Work to be completed :: Using the excerpt on portrait posing, explain in one to three sentences why close-up detail shots, such as a subject's hands, suit an album better than wall art.

Excerpted text ::

* * * * *

The same goes for lighting, says Tran. If you are don’t know your lighting, you wont be able to truly connect with your clients. If you want to pose and direct them effectively, you can’t be worried about lighting and vision.

“I initially struggled with bad lighting, repetitive poses, stiff and emotionless, grumpy kids, clients with a lack of personality, no ‘wow’ factor,” she describes. “I had to overcome all of that before getting to where I am with my portrait sessions now.”

Getting the basics down, she says, includes having a good understanding of your lighting as well as a clear goal in mind. “Only then you can really focus on connecting, posing and directing your clients. And then that’s how you meet your max potential.”

The next step is to ask yourself what you are posing and directing your clients for? “If you are posing them for wall art, for example, you might want to go for the hero image type of shot. For an album you might want more subtle details—like focusing in on your subject’s hands or other close-up shots. These details might not stand alone really well, but together they tell a beautiful story and fit well into an album.”

Carry is a bonus pick up point for family portrait posing.

* * * * *

Given records ::
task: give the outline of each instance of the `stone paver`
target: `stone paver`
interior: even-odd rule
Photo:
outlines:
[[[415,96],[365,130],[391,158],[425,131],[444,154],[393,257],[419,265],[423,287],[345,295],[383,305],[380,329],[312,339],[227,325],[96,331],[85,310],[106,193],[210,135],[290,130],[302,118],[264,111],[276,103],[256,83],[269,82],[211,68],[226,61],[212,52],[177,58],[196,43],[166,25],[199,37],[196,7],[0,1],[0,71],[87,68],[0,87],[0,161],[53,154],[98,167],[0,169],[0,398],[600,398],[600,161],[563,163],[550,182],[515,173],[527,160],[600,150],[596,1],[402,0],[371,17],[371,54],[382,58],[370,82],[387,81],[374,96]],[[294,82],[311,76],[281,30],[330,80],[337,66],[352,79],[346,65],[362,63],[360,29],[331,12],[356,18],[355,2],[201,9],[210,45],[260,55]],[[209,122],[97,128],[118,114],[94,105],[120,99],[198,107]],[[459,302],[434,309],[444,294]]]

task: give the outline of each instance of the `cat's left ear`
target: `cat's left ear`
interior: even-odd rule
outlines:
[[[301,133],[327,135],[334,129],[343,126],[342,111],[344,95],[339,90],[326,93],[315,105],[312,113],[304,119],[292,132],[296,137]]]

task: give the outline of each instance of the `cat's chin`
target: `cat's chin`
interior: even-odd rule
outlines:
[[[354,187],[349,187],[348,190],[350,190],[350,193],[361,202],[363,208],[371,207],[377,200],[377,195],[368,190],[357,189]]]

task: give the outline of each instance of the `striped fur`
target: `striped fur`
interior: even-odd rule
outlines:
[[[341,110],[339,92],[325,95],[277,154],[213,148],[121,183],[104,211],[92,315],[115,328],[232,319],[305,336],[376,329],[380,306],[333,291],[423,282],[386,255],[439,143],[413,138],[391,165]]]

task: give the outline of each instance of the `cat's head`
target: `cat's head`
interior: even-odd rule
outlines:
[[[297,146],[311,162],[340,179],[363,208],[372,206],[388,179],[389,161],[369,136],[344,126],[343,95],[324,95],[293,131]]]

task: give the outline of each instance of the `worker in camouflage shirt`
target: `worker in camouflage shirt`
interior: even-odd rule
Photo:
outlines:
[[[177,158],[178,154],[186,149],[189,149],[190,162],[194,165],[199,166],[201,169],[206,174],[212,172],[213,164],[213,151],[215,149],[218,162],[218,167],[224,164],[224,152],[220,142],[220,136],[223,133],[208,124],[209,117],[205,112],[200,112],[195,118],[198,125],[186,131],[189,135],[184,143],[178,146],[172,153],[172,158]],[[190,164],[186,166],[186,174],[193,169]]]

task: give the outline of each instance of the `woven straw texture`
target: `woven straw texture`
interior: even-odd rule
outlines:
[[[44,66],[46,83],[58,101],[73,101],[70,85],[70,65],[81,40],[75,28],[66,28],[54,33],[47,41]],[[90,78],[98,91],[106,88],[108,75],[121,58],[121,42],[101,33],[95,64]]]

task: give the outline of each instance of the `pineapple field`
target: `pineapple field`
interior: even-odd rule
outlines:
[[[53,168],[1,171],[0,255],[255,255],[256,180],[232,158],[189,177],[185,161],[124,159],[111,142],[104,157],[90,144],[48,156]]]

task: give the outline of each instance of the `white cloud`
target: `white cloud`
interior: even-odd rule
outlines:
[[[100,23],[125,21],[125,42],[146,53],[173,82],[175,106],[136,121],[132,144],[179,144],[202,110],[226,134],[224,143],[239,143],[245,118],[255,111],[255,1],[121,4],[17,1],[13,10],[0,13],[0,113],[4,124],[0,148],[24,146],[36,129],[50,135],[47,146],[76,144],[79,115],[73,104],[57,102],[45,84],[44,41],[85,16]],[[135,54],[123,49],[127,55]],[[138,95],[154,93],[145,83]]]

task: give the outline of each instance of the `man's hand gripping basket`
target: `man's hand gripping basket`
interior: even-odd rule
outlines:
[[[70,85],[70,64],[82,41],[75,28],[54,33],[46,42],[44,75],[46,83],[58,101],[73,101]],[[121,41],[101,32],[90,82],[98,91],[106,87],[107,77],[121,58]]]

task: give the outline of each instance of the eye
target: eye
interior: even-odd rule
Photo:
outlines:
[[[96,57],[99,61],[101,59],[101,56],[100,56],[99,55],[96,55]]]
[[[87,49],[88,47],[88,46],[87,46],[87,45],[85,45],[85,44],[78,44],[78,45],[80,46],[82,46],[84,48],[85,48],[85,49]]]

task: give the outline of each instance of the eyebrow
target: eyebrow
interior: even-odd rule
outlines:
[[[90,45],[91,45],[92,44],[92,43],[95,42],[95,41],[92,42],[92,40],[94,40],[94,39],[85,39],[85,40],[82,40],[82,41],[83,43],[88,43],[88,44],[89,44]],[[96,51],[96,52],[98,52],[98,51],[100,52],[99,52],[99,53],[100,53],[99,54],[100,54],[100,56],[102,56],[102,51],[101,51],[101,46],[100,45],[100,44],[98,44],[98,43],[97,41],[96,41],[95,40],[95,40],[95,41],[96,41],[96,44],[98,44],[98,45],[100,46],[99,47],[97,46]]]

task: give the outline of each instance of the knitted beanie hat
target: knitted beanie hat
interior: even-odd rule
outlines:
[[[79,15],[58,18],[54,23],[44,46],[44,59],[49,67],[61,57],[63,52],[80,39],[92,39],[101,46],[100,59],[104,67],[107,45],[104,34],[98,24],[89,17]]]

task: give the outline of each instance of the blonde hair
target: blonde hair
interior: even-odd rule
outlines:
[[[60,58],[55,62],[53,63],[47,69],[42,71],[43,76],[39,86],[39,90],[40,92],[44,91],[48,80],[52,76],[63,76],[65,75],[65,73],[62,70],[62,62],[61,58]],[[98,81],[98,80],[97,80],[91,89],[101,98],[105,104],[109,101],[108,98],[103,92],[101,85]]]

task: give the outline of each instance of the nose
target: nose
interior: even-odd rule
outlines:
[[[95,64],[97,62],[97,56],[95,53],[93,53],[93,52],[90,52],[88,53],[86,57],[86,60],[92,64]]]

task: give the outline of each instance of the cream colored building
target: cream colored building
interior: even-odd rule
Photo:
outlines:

* * * * *

Solution for this task :: Such details may not stand alone well, so wall art calls instead for a hero image type of shot. Together, though, the details tell a beautiful story, which is why they fit well into an album.